*TASK TO CARRY OUT*.
Return the entries in full, exactly as they were written.

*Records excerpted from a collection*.
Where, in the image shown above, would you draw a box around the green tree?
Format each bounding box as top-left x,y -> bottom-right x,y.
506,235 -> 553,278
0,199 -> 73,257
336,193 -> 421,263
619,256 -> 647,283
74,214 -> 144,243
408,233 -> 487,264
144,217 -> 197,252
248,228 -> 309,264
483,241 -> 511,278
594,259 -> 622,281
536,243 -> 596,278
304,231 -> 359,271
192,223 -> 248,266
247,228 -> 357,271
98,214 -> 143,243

*WORKED SOLUTION*.
Where, in the image shown above, would you draw a box around the green tree?
Format each bounding box as top-left x,y -> bottom-right x,y.
506,235 -> 553,278
0,199 -> 73,257
336,193 -> 421,263
619,256 -> 647,283
74,214 -> 144,243
408,233 -> 487,264
144,217 -> 197,252
248,228 -> 309,264
483,241 -> 511,278
594,259 -> 622,281
536,243 -> 596,278
304,231 -> 359,271
192,223 -> 248,266
247,228 -> 357,271
98,214 -> 143,243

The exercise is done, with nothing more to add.